Exercise prompt: Identify every line below that contains the word "window", and copy each of those lines.

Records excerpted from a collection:
====
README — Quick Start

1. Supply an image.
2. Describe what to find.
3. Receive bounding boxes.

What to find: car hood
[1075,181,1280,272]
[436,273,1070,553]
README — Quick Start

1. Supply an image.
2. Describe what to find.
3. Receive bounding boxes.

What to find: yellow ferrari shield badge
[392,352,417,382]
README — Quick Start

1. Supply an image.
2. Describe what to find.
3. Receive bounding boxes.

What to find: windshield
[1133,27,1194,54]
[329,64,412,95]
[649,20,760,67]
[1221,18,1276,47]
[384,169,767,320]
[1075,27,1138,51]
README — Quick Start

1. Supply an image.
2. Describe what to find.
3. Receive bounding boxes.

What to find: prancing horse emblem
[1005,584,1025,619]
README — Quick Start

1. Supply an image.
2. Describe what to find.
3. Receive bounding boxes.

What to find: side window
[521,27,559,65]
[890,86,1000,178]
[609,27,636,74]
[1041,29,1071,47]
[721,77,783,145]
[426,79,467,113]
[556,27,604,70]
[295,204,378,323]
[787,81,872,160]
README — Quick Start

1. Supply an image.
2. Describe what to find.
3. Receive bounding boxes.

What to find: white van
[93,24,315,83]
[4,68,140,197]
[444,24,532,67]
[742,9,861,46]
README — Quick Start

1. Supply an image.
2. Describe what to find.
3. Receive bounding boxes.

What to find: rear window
====
Task result:
What to find: side window
What to find: rear window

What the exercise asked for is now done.